December 10, 2014

Bernstein Gallery to Feature Digital Collages by A.E. Johnson

AND GAZELLES? AND GAZELLES: Titled in the manner of a “call and response,” this 2008 4.3 by 14.5 inch digital print on archival paper, image is one of a series that will feature in “Call and Response,” an exhibition of digital collages by Andrew Ellis Johnson opening at the Bernstein Gallery Saturday, December 13. The show runs through January 29 and there will be a public reception for the artist on Friday, December 19, from 5:30 to 7:30 p.m. The Bernstein Gallery is located in Princeton University’s Woodrow Wilson School.(Image Courtesy of the Bernstein Gallery)

AND GAZELLES? AND GAZELLES: Titled in the manner of a “call and response,” this 2008 4.3 by 14.5 inch digital print on archival paper, image is one of a series that will feature in “Call and Response,” an exhibition of digital collages by Andrew Ellis Johnson opening at the Bernstein Gallery Saturday, December 13. The show runs through January 29 and there will be a public reception for the artist on Friday, December 19, from 5:30 to 7:30 p.m. The Bernstein Gallery is located in Princeton University’s Woodrow Wilson School. (Image Courtesy of the Bernstein Gallery)

“Call and Response,” an exhibition of digital collages by Andrew Ellis Johnson opens at the Bernstein Gallery on Saturday, December 13 and runs through January 29. There will be a public reception for the artist on Friday, December 19, from 5:30 to 7:30 p.m.

“Call and Response” presents two series of digital collages by Mr. Johnson. One series is in the scale and language of miniature painting, and the other of storefront advertisements. Each portrays the breakdown of communication, the rupture of cultural continuity, the inaccessibility of both shared and remote experience, despite (or due to) technological advances.

The title of the series “And Gazelles? And Gazelles,” is itself a call and response. As such, it emphasizes connection between parties, and direct causal relationships between events. It evokes the 1970 Art Worker Coalition’s My Lai massacre poster entitled “Q. And Babies? A. And Babies.” While this cycle’s images are more topical and allegorical, featuring attack helicopters in the Middle East and the quick and elegant animals for which they are named, their call is no less clarion.

“Airborne” visualizes call and response in the language of glossy cell phone advertisements, emphasizing communication by visualizing its lack through the muzzling motif of masks. Dust masks, common in Seoul and other cities, are social shells that conceal and reveal collective contamination and individual sacrifice. Indicative of social challenge when worn by protesters, personal vulnerability or pandemic infection when worn by the sick (as in the case of Avian Flu or Ebola), the mask is permeated by fear floating freely between peoples, countries, and continents.

Since 2004, Andrew Ellis Johnson has been an associate professor at Carnegie Mellon School of Art. Some past exhibition topics include: the Haitian grass roots movement; homelessness; predatory economics; hemispheric hegemonies; unabated sowing of land mines; crises in the Middle East; cultural eclipses; and meditations on labor and myth.

Venues for Mr. Johnson’s work have included museums, galleries, electronic arts and video festivals, public collaborations, conferences, books and journals in North and South America, Europe, Asia, and the Middle East.

» Given information
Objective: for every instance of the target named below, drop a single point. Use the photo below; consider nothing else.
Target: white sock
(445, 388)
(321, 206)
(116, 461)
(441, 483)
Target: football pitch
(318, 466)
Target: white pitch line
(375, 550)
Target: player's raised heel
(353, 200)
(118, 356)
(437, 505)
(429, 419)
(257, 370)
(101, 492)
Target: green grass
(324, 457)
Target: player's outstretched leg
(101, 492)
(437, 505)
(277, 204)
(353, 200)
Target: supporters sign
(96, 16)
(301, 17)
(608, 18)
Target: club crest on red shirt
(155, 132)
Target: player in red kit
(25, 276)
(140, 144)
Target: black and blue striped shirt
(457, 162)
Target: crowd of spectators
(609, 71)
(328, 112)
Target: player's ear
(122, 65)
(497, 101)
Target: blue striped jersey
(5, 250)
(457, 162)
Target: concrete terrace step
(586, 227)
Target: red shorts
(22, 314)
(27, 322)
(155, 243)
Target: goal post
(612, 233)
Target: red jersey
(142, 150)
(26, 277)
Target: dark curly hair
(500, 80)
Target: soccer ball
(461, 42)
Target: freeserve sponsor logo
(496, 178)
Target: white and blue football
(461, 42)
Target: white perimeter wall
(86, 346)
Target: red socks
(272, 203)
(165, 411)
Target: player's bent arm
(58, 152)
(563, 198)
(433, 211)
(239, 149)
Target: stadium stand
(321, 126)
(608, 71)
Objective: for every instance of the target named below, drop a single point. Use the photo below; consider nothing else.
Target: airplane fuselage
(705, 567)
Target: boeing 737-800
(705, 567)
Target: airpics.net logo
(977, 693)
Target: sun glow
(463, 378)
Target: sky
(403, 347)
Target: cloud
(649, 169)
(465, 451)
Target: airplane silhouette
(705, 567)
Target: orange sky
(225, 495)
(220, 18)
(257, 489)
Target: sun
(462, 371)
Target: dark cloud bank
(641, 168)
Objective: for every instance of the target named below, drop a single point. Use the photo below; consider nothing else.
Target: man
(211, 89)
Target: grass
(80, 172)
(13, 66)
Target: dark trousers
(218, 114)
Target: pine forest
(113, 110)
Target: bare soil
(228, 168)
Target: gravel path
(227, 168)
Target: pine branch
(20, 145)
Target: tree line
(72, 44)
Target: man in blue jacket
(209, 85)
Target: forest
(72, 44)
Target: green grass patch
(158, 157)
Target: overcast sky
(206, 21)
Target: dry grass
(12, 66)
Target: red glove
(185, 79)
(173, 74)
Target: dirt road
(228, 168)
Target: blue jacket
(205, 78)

» To do
(1) List the past exhibition topics that the exhibition announcement gives for Andrew Ellis Johnson.
(2) Duplicate the part of the exhibition announcement that opens with the words containing "Venues for Mr." and closes with "the Middle East.".
(3) Using the exhibition announcement, decide whether each statement agrees with it:
(a) The public reception for the artist takes place on Friday, December 19, from 5:30 to 7:30 p.m.
(b) Andrew Ellis Johnson has been an associate professor at Carnegie Mellon School of Art since 2008.
(c) "Airborne" uses the language of miniature painting.

» Answers for each item
(1)
- the Haitian grass roots movement
- homelessness
- predatory economics
- hemispheric hegemonies
- unabated sowing of land mines
- crises in the Middle East
- cultural eclipses
- meditations on labor and myth

(2)
Venues for Mr. Johnson’s work have included museums, galleries, electronic arts and video festivals, public collaborations, conferences, books and journals in North and South America, Europe, Asia, and the Middle East.

(3)
(a) Yes: "there will be a public reception for the artist on Friday, December 19, from 5:30 to 7:30 p.m."
(b) No: "Since 2004, Andrew Ellis Johnson has been an associate professor at Carnegie Mellon School of Art."
(c) No: "“Airborne” visualizes call and response in the language of glossy cell phone advertisements"